----- Record extracts -----

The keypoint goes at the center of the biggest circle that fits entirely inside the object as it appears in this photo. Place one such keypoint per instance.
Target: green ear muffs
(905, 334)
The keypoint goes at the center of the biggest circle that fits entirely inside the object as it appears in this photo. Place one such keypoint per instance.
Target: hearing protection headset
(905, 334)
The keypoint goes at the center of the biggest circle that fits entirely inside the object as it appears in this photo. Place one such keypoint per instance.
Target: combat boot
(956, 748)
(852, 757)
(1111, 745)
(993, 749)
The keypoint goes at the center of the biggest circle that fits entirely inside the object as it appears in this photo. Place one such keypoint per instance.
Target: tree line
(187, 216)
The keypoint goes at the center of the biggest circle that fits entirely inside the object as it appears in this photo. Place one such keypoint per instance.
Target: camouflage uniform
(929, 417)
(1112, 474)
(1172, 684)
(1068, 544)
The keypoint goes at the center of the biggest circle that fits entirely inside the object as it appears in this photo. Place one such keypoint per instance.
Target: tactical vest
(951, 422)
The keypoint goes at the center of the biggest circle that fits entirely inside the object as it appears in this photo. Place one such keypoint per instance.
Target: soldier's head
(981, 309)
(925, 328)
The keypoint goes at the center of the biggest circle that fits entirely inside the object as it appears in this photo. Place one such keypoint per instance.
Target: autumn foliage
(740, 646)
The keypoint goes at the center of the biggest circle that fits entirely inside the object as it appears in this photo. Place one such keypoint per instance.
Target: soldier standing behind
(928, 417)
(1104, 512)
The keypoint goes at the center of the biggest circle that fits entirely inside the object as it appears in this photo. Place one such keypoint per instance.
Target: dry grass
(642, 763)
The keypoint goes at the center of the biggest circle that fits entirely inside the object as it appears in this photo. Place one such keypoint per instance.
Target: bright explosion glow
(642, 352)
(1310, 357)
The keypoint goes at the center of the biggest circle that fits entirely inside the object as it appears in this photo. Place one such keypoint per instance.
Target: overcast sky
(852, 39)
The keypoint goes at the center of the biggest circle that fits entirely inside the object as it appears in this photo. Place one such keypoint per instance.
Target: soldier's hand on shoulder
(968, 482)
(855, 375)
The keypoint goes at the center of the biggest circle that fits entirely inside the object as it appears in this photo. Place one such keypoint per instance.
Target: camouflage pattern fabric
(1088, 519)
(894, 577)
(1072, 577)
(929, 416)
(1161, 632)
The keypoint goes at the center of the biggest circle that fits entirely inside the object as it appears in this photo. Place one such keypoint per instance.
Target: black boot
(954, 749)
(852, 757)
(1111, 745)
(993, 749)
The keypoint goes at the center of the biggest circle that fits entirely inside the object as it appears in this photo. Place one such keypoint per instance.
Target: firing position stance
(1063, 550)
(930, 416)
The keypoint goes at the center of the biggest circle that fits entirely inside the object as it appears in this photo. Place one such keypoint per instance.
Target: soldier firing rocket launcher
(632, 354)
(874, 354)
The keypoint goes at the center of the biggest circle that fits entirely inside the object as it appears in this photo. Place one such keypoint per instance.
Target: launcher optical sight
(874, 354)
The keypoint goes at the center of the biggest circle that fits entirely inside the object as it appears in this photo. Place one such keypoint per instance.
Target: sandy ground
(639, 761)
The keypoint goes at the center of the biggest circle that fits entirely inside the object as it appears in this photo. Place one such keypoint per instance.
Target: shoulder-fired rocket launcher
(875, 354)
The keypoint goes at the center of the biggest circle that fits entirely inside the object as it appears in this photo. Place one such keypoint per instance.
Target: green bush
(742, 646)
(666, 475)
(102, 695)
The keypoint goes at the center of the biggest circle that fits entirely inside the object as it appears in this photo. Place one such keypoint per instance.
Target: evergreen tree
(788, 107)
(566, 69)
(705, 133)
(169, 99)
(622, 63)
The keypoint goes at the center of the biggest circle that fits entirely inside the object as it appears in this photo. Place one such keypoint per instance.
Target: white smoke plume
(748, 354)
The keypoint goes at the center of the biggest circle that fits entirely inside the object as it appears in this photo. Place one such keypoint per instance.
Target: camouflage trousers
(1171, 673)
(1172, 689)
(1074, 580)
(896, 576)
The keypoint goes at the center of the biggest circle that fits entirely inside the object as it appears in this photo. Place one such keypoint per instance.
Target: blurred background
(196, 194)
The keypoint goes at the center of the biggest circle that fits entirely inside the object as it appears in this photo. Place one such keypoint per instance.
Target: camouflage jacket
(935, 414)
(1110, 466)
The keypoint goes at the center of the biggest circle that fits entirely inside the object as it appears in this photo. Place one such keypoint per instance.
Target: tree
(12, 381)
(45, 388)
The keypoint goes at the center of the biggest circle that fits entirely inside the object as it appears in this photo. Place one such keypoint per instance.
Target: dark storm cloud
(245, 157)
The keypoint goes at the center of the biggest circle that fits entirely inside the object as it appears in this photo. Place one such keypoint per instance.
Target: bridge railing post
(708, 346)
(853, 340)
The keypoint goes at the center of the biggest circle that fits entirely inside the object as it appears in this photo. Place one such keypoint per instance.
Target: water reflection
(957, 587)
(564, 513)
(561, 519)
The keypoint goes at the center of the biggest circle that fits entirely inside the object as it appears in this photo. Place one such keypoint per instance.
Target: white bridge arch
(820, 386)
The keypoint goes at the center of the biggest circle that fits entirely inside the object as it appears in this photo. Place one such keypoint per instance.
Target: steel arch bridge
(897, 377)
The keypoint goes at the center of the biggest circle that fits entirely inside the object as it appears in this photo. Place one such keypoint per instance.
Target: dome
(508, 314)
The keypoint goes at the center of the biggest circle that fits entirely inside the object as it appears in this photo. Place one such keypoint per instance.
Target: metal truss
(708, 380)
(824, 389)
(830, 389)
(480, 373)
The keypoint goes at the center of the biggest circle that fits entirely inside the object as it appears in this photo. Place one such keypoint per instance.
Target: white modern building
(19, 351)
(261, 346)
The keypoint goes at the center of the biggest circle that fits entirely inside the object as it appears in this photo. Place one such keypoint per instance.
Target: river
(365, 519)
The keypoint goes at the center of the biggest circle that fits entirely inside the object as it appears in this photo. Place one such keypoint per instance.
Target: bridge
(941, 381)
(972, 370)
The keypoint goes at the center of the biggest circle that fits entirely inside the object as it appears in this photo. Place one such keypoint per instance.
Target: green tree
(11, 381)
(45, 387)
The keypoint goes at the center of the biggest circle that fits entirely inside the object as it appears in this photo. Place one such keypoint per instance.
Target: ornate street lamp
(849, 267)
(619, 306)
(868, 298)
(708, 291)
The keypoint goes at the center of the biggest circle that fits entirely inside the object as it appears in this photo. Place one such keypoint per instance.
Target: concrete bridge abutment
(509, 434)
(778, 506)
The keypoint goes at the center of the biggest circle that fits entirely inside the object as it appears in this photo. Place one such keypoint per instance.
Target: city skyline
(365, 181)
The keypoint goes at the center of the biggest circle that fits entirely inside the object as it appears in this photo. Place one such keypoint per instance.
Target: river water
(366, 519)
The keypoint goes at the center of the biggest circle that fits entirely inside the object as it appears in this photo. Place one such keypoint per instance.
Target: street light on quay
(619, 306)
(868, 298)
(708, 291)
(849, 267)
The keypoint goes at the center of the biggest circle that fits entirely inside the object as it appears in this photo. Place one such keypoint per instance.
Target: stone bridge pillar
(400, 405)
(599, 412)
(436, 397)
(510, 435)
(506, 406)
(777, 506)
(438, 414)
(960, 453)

-----

- **Assignment**: Copy all the records above exactly, missing none.

- **Exercise output**:
The keypoint goes at the center of the biggest circle that fits entirely inside the object as it appears in this photo. Place one such keypoint per instance.
Target: green ear muffs
(905, 334)
The keypoint goes at the center of the biggest circle that fits entirely inside the object as it appears in this photo. Place one such keypoint per instance.
Target: hearing protection headset
(905, 334)
The keypoint goes at the center of the biggest circle that fits entirely inside the object as it appears in this photo. Place one such keypoint per instance.
Target: combat boot
(956, 748)
(852, 757)
(1111, 745)
(993, 749)
The keypoint goes at the center of the biggest circle that fits entirely inside the object as it appears in this photo. Place one such keypoint per instance.
Target: tree line
(187, 216)
The keypoint goes at the center of the biggest circle that fits entirely inside the object as it appears in this photo. Place one such keypoint per instance.
Target: camouflage uniform
(929, 417)
(1112, 474)
(1172, 684)
(1068, 544)
The keypoint goes at the center of the biggest circle that fits entirely inside the object as it appears in this photo. Place one such keypoint per instance.
Target: tactical vest
(951, 422)
The keypoint goes at the center of the biggest circle that fits entirely inside the object as it appears in this photo. Place one such keypoint per instance.
Target: soldier's head
(981, 309)
(925, 328)
The keypoint goes at the center of the biggest circle that fits entirely inside the object as it appears in this photo. Place one such keypoint per instance.
Target: autumn foliage
(740, 646)
The keypoint goes at the center of the biggest circle that fits entirely inside the object as it appears in this photo. Place one such keypoint per instance.
Target: soldier standing behind
(928, 417)
(1104, 512)
The keypoint goes at the center of the biggest circle that fits entirely inside the object as it appears in this photo. Place one such keypoint per instance.
Target: dry grass
(642, 763)
The keypoint goes at the center of the biggest circle that fits entirely inside the object as it appears in this photo. Place one such keypoint per instance.
Target: bright explosion glow
(642, 352)
(1310, 357)
The keypoint goes at the center of the biggest circle that fits entirely inside the object as it appears in this photo. Place one such keypoint per instance.
Target: overcast sky
(852, 39)
The keypoint goes at the center of the biggest circle that fits entirely inside the object as it appears in this photo. Place one such keypoint per instance.
Target: soldier's hand on shoulder
(968, 482)
(855, 375)
The keypoint goes at the center of the biggest circle that fits entirely inside the object as it appears in this photo. Place one such keypoint per instance.
Target: camouflage pattern fabric
(1088, 519)
(894, 577)
(1072, 577)
(929, 416)
(1161, 632)
The keypoint goes at the center of the biggest circle that fits entirely inside the object as it appears in this photo. Place one such keypoint per instance.
Target: black boot
(954, 749)
(852, 757)
(1111, 745)
(993, 749)
The keypoint goes at the center of the biggest circle that fits entirely inside the object as it appears in this photo. Place one such keypoint per instance.
Target: firing position stance
(1063, 550)
(930, 416)
The keypoint goes at the center of the biggest circle that fits entirely inside the object as it appears in this photo. Place one such keypoint per instance.
Target: soldier firing rocket launcher
(632, 354)
(874, 354)
The keypoint goes at the center of the biggest circle that fits entirely inside the object as it appears in this photo. Place one such keypoint per instance.
Target: launcher optical sight
(874, 354)
The keypoint goes at the center of the biggest circle that fits entirely inside the object as it appears in this photo. Place one such keypoint per instance.
Target: sandy ground
(639, 761)
The keypoint goes at the center of the biggest circle that fits entirely inside the object as it appears in this photo. Place one such keypoint per instance.
Target: shoulder-fired rocket launcher
(875, 354)
The keypoint goes at the center of the biggest circle that fits entirely inside the object as it appears in this photo. Place one such keypoint per instance.
Target: green bush
(742, 646)
(666, 475)
(102, 695)
The keypoint goes at the center of the biggest circle that fits entirely inside the object as it appears in this photo. Place one such keypoint per instance.
Target: evergreen tree
(788, 107)
(566, 69)
(705, 133)
(169, 99)
(622, 63)
The keypoint goes at the center of the biggest circle that fits entirely inside the object as it appears in this photo. Place one such keypoint per instance.
Target: white smoke plume
(748, 354)
The keypoint goes at the center of the biggest circle that fits entirely inside the object as it appears in this photo. Place one such keypoint per instance.
Target: camouflage trousers
(1171, 673)
(1172, 689)
(1074, 580)
(896, 576)
The keypoint goes at the center of the biggest circle that fits entirely inside the object as it appears in this photo. Place one such keypoint per instance.
Target: blurred background
(196, 194)
The keypoint goes at the center of the biggest circle that fits entirely inside the object as it appears in this photo. Place one such keypoint per instance.
Target: camouflage jacket
(935, 414)
(1110, 466)
The keypoint goes at the center of the biggest circle that fits entirely inside the object as it appears in this photo. Place one such keypoint per instance.
Target: tree
(12, 381)
(45, 388)
The keypoint goes at the center of the biggest circle that fits entirely inside the object as it appears in this photo. Place one such keypoint per instance.
Target: dark storm cloud
(245, 157)
The keypoint goes at the center of the biggest circle that fits entirely inside the object as it appears in this photo. Place one such keypoint per instance.
Target: bridge railing post
(708, 346)
(853, 340)
The keypoint goes at the center of the biggest circle that fits entirely inside the object as it appears in this photo. Place one such keypoint per instance.
Target: water reflection
(957, 587)
(564, 513)
(561, 519)
The keypoint goes at the center of the biggest circle that fits entirely inside the object as it appears in this photo. Place one such keypoint per instance.
Target: white bridge arch
(820, 386)
The keypoint goes at the center of the biggest circle that fits entirely inside the object as it appears in this photo. Place one such keypoint per instance.
Target: steel arch bridge
(897, 377)
The keypoint goes at the center of the biggest circle that fits entirely inside the object as it appears in this photo. Place one such keypoint per instance.
Target: dome
(508, 314)
The keypoint goes at the center of the biggest circle that fits entirely inside the object as it appears in this photo. Place one such keypoint per instance.
Target: metal truss
(708, 380)
(824, 389)
(830, 389)
(480, 373)
The keypoint goes at the center of the biggest circle that fits entirely inside the object as it appears in this photo. Place one such keypoint per instance.
Target: white modern building
(19, 351)
(261, 346)
The keypoint goes at the center of the biggest circle that fits entirely inside the object as it appears in this photo. Place one such keypoint per instance.
Target: river
(365, 519)
The keypoint goes at the center of the biggest circle that fits entirely inside the object as it appears in this photo. Place one such keypoint per instance.
Target: bridge
(941, 381)
(972, 370)
The keypoint goes at the center of the biggest circle that fits entirely inside the object as it appears in this photo. Place one such keypoint per instance.
Target: green tree
(11, 381)
(45, 387)
The keypoint goes at the center of the biggest circle that fits entirely inside the object as it appears in this photo. Place one such keypoint per instance.
Target: ornate street lamp
(849, 267)
(619, 306)
(868, 298)
(708, 291)
The keypoint goes at the center of the biggest circle that fits entirely inside the object as it appears in this photo. Place one such keypoint per instance.
Target: concrete bridge abutment
(509, 434)
(778, 506)
The keypoint goes at the center of the biggest circle that fits entirely inside the object as it appears in this photo. Place one such keypoint per instance.
Target: city skyline
(365, 181)
The keypoint goes at the center of the biggest circle that fits entirely inside the object as it appears in this photo. Place one such keypoint per instance.
Target: river water
(366, 519)
The keypoint goes at the center of the biggest circle that fits entirely inside the object as it appears in this photo. Place one such keypoint per instance.
Target: street light on quay
(619, 306)
(868, 298)
(708, 291)
(849, 267)
The keypoint goes at the center of the biggest circle that fits entirely inside the object as it appears in this photo. Place one such keypoint per instance.
Target: stone bridge pillar
(400, 405)
(599, 412)
(436, 397)
(510, 435)
(506, 406)
(777, 506)
(438, 414)
(960, 453)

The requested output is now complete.